The answer must be the full listing, repeated word for word.

= Supplied entries =
==================================================
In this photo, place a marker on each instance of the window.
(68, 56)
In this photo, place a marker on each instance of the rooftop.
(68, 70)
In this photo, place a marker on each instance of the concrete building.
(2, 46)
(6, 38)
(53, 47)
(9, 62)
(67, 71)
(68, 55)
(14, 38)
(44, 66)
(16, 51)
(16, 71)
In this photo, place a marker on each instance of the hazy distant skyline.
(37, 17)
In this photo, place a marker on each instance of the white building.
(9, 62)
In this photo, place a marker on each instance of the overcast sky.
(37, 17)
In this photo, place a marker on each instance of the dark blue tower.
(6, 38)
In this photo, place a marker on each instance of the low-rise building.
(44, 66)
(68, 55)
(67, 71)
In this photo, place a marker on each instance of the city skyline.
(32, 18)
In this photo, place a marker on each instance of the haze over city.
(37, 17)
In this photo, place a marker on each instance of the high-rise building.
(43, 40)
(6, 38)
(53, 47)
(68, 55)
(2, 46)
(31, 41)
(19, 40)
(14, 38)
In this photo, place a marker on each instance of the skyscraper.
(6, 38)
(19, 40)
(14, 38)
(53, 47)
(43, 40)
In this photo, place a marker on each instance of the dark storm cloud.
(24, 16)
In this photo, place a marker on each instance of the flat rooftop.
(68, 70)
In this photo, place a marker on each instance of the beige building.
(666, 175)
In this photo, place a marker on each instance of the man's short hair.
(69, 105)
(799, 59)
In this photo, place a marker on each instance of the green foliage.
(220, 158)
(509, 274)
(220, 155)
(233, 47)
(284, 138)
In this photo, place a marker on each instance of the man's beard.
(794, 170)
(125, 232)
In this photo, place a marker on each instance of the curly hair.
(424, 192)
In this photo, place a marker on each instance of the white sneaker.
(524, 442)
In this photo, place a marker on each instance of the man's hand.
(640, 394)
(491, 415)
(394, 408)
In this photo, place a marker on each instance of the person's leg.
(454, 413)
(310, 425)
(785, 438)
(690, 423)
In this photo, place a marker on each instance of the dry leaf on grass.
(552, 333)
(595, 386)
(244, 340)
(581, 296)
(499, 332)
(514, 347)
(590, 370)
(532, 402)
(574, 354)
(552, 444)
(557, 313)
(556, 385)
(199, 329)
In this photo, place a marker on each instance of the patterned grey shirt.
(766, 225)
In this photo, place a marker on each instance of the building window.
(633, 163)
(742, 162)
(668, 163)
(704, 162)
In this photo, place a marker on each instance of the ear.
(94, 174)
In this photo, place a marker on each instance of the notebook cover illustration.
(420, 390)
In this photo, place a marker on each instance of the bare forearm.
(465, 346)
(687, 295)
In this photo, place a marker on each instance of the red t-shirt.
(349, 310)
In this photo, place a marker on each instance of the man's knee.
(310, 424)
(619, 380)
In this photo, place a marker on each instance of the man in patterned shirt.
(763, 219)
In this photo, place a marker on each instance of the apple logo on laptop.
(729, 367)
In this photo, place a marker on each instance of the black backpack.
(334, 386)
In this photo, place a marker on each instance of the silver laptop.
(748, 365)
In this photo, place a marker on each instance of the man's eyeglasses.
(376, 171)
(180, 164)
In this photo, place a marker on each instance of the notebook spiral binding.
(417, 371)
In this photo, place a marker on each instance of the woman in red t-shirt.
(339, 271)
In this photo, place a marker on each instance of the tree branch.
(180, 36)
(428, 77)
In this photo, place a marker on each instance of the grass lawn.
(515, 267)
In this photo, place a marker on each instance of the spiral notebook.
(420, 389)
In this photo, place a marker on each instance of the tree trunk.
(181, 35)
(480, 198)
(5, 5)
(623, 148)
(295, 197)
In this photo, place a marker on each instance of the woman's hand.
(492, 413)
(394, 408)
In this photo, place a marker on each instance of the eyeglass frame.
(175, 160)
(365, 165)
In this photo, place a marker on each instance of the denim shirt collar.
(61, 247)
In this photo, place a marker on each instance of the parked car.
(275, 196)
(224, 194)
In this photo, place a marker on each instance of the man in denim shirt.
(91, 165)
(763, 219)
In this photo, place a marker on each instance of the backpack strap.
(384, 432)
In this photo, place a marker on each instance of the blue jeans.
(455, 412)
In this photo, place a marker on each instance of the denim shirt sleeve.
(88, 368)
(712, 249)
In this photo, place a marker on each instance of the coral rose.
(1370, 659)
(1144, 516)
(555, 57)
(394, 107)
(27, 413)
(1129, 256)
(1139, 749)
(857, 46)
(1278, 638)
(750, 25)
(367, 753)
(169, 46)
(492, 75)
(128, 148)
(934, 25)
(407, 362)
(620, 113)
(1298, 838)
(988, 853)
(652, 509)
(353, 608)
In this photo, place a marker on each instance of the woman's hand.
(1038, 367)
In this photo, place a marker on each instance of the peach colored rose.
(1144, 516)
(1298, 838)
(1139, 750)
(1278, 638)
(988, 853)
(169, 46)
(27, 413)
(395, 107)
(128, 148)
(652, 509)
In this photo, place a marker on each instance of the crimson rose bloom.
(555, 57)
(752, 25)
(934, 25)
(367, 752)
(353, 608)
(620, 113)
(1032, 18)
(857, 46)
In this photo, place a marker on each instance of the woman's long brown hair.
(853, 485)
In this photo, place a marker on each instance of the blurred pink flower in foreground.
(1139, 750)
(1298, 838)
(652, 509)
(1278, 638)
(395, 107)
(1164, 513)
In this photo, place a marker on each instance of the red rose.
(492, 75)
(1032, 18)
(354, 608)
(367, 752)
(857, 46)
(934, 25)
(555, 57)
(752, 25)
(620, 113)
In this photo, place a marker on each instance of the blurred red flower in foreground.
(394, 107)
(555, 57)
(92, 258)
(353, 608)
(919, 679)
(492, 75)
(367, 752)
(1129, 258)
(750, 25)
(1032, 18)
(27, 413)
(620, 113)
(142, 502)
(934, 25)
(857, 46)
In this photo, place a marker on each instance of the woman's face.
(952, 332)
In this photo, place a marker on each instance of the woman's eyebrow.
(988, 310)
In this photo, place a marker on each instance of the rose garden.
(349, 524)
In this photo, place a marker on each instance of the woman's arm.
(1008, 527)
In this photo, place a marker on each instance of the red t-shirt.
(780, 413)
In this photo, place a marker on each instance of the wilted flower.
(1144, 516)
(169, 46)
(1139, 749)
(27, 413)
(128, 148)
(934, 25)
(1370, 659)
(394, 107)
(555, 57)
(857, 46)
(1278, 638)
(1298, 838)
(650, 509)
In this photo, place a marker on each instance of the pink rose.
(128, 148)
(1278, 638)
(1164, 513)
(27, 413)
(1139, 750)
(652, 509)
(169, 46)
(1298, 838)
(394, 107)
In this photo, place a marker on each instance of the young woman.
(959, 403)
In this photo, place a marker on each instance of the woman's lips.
==================================================
= Solution for this problem =
In this photo, place a marker on each instance of the window.
(68, 56)
In this photo, place a marker on each instance of the rooftop.
(68, 70)
In this photo, place a marker on each instance of the concrete building.
(2, 46)
(6, 38)
(53, 47)
(9, 62)
(67, 71)
(68, 55)
(14, 38)
(44, 66)
(16, 51)
(16, 71)
In this photo, place a marker on each instance of the hazy distant skyline.
(37, 17)
In this photo, place a marker on each instance of the white building.
(9, 62)
In this photo, place a marker on each instance of the overcast sky.
(37, 17)
In this photo, place a marker on each instance of the dark blue tower.
(6, 38)
In this photo, place a marker on each instance of the low-rise building.
(44, 66)
(68, 55)
(67, 71)
In this photo, place a marker on each instance of the city skyline.
(32, 18)
In this photo, place a marker on each instance of the haze over city.
(37, 17)
In this photo, place a marker on each instance of the high-rise building.
(43, 40)
(6, 38)
(53, 47)
(68, 55)
(2, 46)
(31, 41)
(19, 40)
(14, 38)
In this photo, place a marker on each instance of the skyscraper.
(6, 38)
(19, 40)
(14, 38)
(53, 47)
(43, 40)
In this photo, place a marker on each instance of the dark storm cloud.
(24, 16)
In this photo, place a marker on each instance of the flat rooftop.
(68, 70)
In this photo, place a marker on each instance of the beige building.
(666, 175)
In this photo, place a marker on each instance of the man's short hair.
(69, 105)
(799, 59)
In this photo, place a marker on each instance of the green foliage.
(220, 158)
(509, 274)
(220, 155)
(233, 47)
(284, 138)
In this photo, place a marker on each instance of the man's beard.
(794, 170)
(125, 232)
In this photo, place a marker on each instance of the curly hair.
(424, 192)
In this photo, place a marker on each instance of the white sneaker.
(524, 442)
In this photo, place a marker on each instance of the man's hand.
(640, 394)
(491, 415)
(394, 408)
In this photo, place a marker on each instance of the person's leg.
(454, 413)
(310, 425)
(785, 438)
(690, 423)
In this photo, place a marker on each instance of the dry leaf on grass.
(552, 333)
(595, 386)
(244, 340)
(581, 296)
(499, 332)
(514, 347)
(590, 370)
(532, 402)
(574, 354)
(552, 444)
(557, 313)
(556, 385)
(199, 329)
In this photo, place a marker on each instance of the patterned grey shirt.
(766, 225)
In this photo, place a marker on each instance of the building window.
(633, 163)
(742, 162)
(668, 163)
(704, 162)
In this photo, place a marker on each instance of the ear.
(94, 174)
In this photo, place a marker on each instance of the notebook cover illustration.
(420, 390)
In this photo, place a marker on each instance of the bare forearm.
(465, 346)
(687, 295)
In this photo, place a marker on each instance of the red t-shirt.
(349, 310)
In this photo, place a marker on each instance of the man's knee.
(310, 424)
(619, 380)
In this photo, place a marker on each instance of the man in patterned shirt.
(763, 219)
In this photo, place a marker on each instance of the apple logo on laptop.
(729, 367)
In this photo, place a marker on each instance of the black backpack.
(334, 386)
In this photo, place a marker on each instance of the silver laptop.
(748, 365)
In this photo, place a marker on each instance of the man's eyeglasses.
(376, 171)
(180, 164)
In this photo, place a marker on each instance of the notebook spiral binding.
(417, 371)
In this photo, place a marker on each instance of the woman in red t-shirt.
(339, 271)
In this photo, place a marker on each instance of the tree branch.
(180, 36)
(428, 77)
In this photo, place a marker on each instance of the grass lawn.
(515, 267)
In this photo, place a marker on each instance of the spiral notebook.
(420, 389)
In this photo, place a marker on each instance of the tree trunk.
(181, 35)
(480, 198)
(5, 5)
(623, 148)
(295, 197)
In this photo, place a marker on each instance of the woman's hand.
(492, 413)
(394, 408)
In this photo, place a marker on each instance of the eyeglass frame.
(175, 160)
(365, 165)
In this photo, place a marker on each instance of the denim shirt collar.
(61, 247)
In this photo, place a marker on each instance of the parked car.
(275, 196)
(224, 194)
In this photo, place a marker on each instance of the man in denim shirt.
(91, 165)
(763, 219)
In this photo, place a marker on each instance of the backpack strap.
(384, 432)
In this photo, place a marker on each instance of the blue jeans.
(455, 412)
In this photo, place a marker on each instance of the denim shirt sleeve.
(88, 368)
(712, 249)
In this photo, place a marker on each instance of the coral rose.
(1370, 659)
(1144, 516)
(555, 57)
(394, 107)
(27, 413)
(1129, 256)
(1139, 749)
(857, 46)
(1278, 638)
(750, 25)
(367, 753)
(169, 46)
(492, 75)
(128, 148)
(934, 25)
(407, 362)
(620, 113)
(1298, 838)
(988, 853)
(652, 509)
(353, 608)
In this photo, place a marker on each instance of the woman's hand.
(1038, 367)
In this photo, place a marker on each instance of the peach colored rose.
(1144, 516)
(1298, 838)
(1139, 750)
(1278, 638)
(988, 853)
(169, 46)
(27, 413)
(395, 107)
(128, 148)
(652, 509)
In this photo, place a marker on each instance of the crimson rose bloom.
(555, 57)
(752, 25)
(934, 25)
(367, 752)
(353, 608)
(620, 113)
(1032, 18)
(857, 46)
In this photo, place a marker on each instance of the woman's long brown hair.
(853, 485)
In this photo, place a marker on each instance of the blurred pink flower in foreground.
(1139, 750)
(1298, 838)
(652, 509)
(1278, 638)
(395, 107)
(1164, 513)
In this photo, place a marker on each instance of the red rose.
(492, 75)
(1032, 18)
(354, 608)
(367, 752)
(857, 46)
(934, 25)
(555, 57)
(752, 25)
(620, 113)
In this photo, place a marker on each instance of the blurred red flower in foreground.
(394, 107)
(555, 57)
(92, 258)
(353, 608)
(919, 679)
(492, 75)
(367, 752)
(1129, 258)
(750, 25)
(1032, 18)
(27, 413)
(620, 113)
(142, 502)
(934, 25)
(857, 46)
In this photo, place a marker on each instance of the woman's face.
(952, 332)
In this photo, place a marker on each instance of the woman's eyebrow.
(988, 310)
In this photo, place a marker on each instance of the rose garden.
(349, 524)
In this photo, place a marker on each instance of the woman's arm.
(1008, 527)
In this photo, place a marker on each instance of the red t-shirt.
(780, 413)
In this photo, place a marker on each instance of the wilted flower.
(1144, 516)
(169, 46)
(1139, 749)
(27, 413)
(128, 148)
(934, 25)
(1370, 659)
(394, 107)
(555, 57)
(857, 46)
(1278, 638)
(1298, 838)
(650, 509)
In this photo, place a marker on each instance of the pink rose.
(128, 148)
(1278, 638)
(1164, 513)
(27, 413)
(1139, 750)
(652, 509)
(169, 46)
(1298, 838)
(394, 107)
In this photo, place a marker on each instance of the young woman.
(959, 403)
In this photo, place a marker on each instance of the woman's lips.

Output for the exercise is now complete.